#### [WHAT IS REQUIRED]
Convert every line of the listing below into a JSON list of strings, with one string for each line and blank lines omitted.

★ ★ ★ ★

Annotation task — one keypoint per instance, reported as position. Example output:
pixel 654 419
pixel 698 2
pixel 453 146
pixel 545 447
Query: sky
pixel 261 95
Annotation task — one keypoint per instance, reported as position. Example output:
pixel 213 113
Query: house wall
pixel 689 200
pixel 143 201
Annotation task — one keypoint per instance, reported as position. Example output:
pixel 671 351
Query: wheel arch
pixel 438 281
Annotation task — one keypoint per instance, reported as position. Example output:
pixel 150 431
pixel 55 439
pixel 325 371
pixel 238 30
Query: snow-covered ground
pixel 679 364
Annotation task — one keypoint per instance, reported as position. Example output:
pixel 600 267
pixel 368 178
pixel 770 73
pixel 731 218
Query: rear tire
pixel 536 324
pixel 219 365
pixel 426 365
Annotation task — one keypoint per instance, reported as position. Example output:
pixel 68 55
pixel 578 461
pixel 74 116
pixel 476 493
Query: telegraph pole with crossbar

★ ★ ★ ★

#### [SOLUTION TO THE PROBLEM]
[
  "Annotation task — one keypoint per instance, reported as position. Example output:",
  "pixel 654 419",
  "pixel 698 2",
  "pixel 453 146",
  "pixel 545 447",
  "Query: sky",
  "pixel 261 95",
  "Annotation task — one keypoint per instance, reported as position. Example output:",
  "pixel 213 113",
  "Query: house wall",
  "pixel 689 200",
  "pixel 143 201",
  "Annotation task — one keypoint per instance, reported as position. Example output:",
  "pixel 671 351",
  "Query: wheel arch",
  "pixel 438 281",
  "Annotation task — one keypoint per instance, reported as position. Example output:",
  "pixel 150 431",
  "pixel 55 439",
  "pixel 325 371",
  "pixel 238 30",
  "Query: snow-covered ground",
  "pixel 679 364",
  "Annotation task — one keypoint per instance, reported as position. Example output:",
  "pixel 600 267",
  "pixel 368 178",
  "pixel 770 73",
  "pixel 731 218",
  "Query: rear tire",
  "pixel 536 324",
  "pixel 219 365",
  "pixel 426 365",
  "Annotation task — one keypoint per instance, reported as position. Example output:",
  "pixel 68 55",
  "pixel 578 461",
  "pixel 74 116",
  "pixel 476 493",
  "Query: telegraph pole with crossbar"
]